[EXERCISE BRIEF]: Retype all of the following records line for line, without changing anything.

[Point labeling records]
+-------+

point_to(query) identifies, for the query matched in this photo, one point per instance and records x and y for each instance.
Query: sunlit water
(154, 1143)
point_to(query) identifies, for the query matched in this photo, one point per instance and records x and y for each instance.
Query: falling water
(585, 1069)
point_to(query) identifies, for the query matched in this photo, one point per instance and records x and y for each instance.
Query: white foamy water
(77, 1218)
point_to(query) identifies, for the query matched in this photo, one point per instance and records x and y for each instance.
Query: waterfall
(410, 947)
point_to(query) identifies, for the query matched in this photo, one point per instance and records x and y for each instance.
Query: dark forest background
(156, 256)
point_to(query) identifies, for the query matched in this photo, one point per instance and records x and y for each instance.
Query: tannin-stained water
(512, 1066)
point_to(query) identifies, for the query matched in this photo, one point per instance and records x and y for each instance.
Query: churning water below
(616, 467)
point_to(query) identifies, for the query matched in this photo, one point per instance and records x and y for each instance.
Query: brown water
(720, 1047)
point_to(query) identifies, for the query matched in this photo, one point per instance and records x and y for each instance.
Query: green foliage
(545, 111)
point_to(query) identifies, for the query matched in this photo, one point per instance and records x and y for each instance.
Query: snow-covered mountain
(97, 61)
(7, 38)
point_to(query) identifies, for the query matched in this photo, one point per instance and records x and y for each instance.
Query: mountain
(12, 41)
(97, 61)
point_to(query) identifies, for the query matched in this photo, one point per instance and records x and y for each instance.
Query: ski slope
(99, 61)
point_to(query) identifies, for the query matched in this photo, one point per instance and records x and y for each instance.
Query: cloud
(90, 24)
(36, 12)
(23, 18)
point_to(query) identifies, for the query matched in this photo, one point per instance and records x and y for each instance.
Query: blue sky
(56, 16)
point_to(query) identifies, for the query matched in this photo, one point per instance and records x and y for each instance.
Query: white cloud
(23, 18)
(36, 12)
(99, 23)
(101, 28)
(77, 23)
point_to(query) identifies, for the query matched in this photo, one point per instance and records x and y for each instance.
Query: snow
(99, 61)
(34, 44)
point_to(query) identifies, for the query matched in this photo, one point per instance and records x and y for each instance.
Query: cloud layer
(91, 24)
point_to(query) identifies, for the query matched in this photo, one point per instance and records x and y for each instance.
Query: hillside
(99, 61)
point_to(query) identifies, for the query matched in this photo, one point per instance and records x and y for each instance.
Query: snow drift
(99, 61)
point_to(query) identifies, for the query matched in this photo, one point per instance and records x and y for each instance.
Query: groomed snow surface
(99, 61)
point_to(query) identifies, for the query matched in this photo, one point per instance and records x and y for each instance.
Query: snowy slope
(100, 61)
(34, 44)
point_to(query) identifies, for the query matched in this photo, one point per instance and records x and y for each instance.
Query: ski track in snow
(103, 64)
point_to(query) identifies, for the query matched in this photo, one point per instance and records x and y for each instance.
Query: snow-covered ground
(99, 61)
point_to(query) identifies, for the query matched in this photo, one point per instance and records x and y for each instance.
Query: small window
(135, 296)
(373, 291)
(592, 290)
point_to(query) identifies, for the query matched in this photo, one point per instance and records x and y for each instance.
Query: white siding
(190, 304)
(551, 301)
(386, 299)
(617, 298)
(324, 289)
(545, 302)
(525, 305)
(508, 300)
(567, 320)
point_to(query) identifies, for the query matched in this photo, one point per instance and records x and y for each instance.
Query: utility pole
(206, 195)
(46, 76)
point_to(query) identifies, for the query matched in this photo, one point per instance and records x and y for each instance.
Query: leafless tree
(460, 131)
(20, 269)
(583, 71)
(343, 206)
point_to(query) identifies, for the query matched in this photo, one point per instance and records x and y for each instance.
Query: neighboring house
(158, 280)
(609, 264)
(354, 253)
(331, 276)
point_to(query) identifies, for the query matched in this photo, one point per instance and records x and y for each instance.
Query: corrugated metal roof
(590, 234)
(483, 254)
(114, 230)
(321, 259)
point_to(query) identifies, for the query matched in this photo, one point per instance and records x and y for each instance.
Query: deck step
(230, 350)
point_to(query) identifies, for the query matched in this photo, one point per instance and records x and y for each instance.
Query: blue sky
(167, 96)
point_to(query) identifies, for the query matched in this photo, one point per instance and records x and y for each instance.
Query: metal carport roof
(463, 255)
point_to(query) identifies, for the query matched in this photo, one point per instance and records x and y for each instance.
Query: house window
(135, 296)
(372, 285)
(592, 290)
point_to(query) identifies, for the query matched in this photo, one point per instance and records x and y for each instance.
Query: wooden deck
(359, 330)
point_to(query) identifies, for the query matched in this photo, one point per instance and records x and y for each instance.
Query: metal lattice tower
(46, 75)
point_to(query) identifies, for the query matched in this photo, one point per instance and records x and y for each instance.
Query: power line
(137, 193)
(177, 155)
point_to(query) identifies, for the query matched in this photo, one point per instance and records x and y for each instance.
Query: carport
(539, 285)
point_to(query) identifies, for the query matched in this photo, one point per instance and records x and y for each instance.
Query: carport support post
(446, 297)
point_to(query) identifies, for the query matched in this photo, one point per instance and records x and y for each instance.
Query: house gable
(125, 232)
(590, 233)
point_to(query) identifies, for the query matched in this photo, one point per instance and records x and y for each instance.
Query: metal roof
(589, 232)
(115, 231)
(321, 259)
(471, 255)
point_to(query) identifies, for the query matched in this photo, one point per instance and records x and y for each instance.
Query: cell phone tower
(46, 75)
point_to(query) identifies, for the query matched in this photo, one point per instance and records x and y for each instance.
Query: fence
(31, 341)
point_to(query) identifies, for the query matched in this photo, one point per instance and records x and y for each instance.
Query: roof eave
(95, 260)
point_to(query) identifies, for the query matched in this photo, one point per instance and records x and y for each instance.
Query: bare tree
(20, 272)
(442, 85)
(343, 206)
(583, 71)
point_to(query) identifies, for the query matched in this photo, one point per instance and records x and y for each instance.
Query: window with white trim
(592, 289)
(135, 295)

+-------+

[ANSWER TO THIS PROBLEM]:
point_to(query) identifies, for the query matched in this photo, one point per instance and records x and y for each instance.
Query: sunlit water
(154, 1143)
point_to(query) identifies, for the query matched in this photo, one point per instance and records x and y for each instance.
Query: falling water
(585, 1069)
point_to(query) identifies, for the query matched in this photo, one point per instance and records x and y for each instance.
Query: white foamy water
(77, 1218)
point_to(query) identifies, for the query matched in this photo, one point per instance and records x and y for each instance.
Query: waterfall
(410, 947)
point_to(query) identifies, for the query matched in this photo, one point per instance and records x and y for each instance.
Query: dark forest background
(156, 256)
point_to(query) identifies, for the query matched in this photo, one point per instance and records x and y for each instance.
Query: tannin-stained water
(512, 1066)
point_to(query) identifies, for the query matched in this photo, one point per instance and records x and y for each instance.
Query: churning water below
(616, 467)
point_to(query) identifies, for the query matched in this photo, one point per instance and records x and y for each instance.
Query: brown water
(720, 1047)
point_to(query) identifies, for the query matched in this photo, one point per instance and records x and y for each instance.
Query: green foliage
(545, 111)
point_to(query) identifies, for the query matched in this photo, one point per instance and records x and y for each instance.
Query: snow-covered mountain
(97, 61)
(7, 38)
point_to(query) identifies, for the query matched in this photo, one point per instance and records x and y for each instance.
Query: mountain
(12, 41)
(97, 61)
point_to(query) identifies, for the query matched in this photo, one point per instance and records x and y for each instance.
Query: ski slope
(99, 61)
point_to(query) identifies, for the query matched in this photo, one point per instance and records x and y for each instance.
Query: cloud
(90, 24)
(36, 12)
(23, 18)
point_to(query) identifies, for the query matched in this photo, one point per instance and records x and y for each instance.
Query: blue sky
(56, 16)
point_to(query) identifies, for the query matched in this photo, one point per instance and records x and y for each instance.
Query: white cloud
(23, 18)
(36, 12)
(99, 23)
(101, 28)
(77, 23)
point_to(query) identifies, for the query matched in this photo, one point per instance and records x and y for each instance.
Query: snow
(99, 61)
(34, 44)
point_to(query) identifies, for the query matched in this photo, one point per instance and records x and y for each instance.
Query: cloud layer
(91, 24)
point_to(query) identifies, for the query matched in this photo, one point per instance and records x and y for each instance.
Query: hillside
(99, 61)
point_to(query) identifies, for the query matched in this photo, one point per instance and records x and y for each instance.
Query: snow drift
(99, 61)
point_to(query) identifies, for the query matched in this photo, one point per instance and records x and y for each instance.
Query: groomed snow surface
(99, 61)
point_to(query) identifies, for the query matched in this photo, one point per instance and records x and y for each instance.
Query: snowy slope
(100, 61)
(34, 44)
point_to(query) identifies, for the query matched in this photo, one point per instance and records x and y for each instance.
Query: ski track in snow
(103, 64)
point_to(query) identifies, for the query matched in this photo, one point per instance and records x and y for each instance.
Query: snow-covered ground
(99, 61)
point_to(query) identifies, for the query matched in this photo, one point per instance and records x and y for each instance.
Query: small window
(135, 296)
(373, 291)
(592, 290)
point_to(query) identifies, for the query matched in this photo, one point per instance and records x and y for each instance.
Query: white siding
(190, 304)
(551, 301)
(386, 299)
(617, 298)
(324, 289)
(545, 302)
(525, 305)
(508, 300)
(567, 320)
point_to(query) identifies, for the query matched in this photo, one point per instance and records x and y for each instance.
Query: utility pole
(206, 195)
(46, 76)
point_to(query) identifies, for the query matched in this photo, one point per instance and records x and y for each instance.
Query: leafless tree
(460, 131)
(20, 269)
(583, 71)
(343, 206)
point_to(query) identifies, for the query matched in this photo, one point per instance and records x and y for each instance.
Query: neighboring house
(158, 280)
(609, 264)
(354, 253)
(331, 276)
point_to(query) identifies, for the query matched in this photo, one point per instance and records x and y for each instance.
Query: corrugated metal roof
(590, 234)
(483, 254)
(114, 230)
(321, 259)
point_to(query) identifies, for the query matched in this photo, one point per instance and records x and y for each instance.
Query: deck step
(230, 350)
point_to(query) identifies, for the query matched in this photo, one point per instance and records x and y for each instance.
Query: blue sky
(167, 96)
point_to(query) identifies, for the query matched in this photo, one point per instance and records x and y for each instance.
Query: metal carport roof
(463, 255)
point_to(query) identifies, for the query matched in this photo, one point per instance and records x and y for each instance.
Query: house window
(135, 296)
(372, 285)
(592, 290)
point_to(query) identifies, for the query matched in this photo, one point per instance and records x and y for each instance.
Query: wooden deck
(359, 330)
point_to(query) identifies, for the query matched in this photo, one point per instance and records x and y for each instance.
Query: metal lattice tower
(46, 75)
point_to(query) identifies, for the query matched in this photo, one point per instance and records x and y for each instance.
Query: power line
(137, 193)
(177, 155)
point_to(query) identifies, for the query matched in this photo, one point per instance and records x and y for each instance.
Query: carport
(539, 285)
point_to(query) identifies, for the query matched in this photo, one point per instance and records x and y for each instance.
Query: carport support post
(446, 297)
point_to(query) identifies, for the query matched in this photo, one point per instance and records x and y for each instance.
Query: house gable
(125, 232)
(590, 233)
point_to(query) identifies, for the query matched in this photo, one point per instance and records x and y for each instance.
Query: metal roof
(589, 232)
(115, 231)
(321, 259)
(471, 255)
point_to(query) identifies, for the query matched in this photo, one point per instance and records x and y for each instance.
Query: cell phone tower
(46, 75)
point_to(query) identifies, for the query matched in this photo, one point per instance and records x and y for each instance.
Query: fence
(31, 341)
point_to(query) identifies, for the query matched in this photo, one point per instance and records x and y for each instance.
Query: roof eave
(95, 260)
point_to(query) identifies, for the query matched in this photo, one point per instance and records x and y for each instance.
Query: bare tree
(20, 272)
(442, 85)
(343, 206)
(583, 71)
point_to(query) identifies, for the query matched in this photo, one point per instance and records x and y for each instance.
Query: window with white trim
(592, 289)
(135, 295)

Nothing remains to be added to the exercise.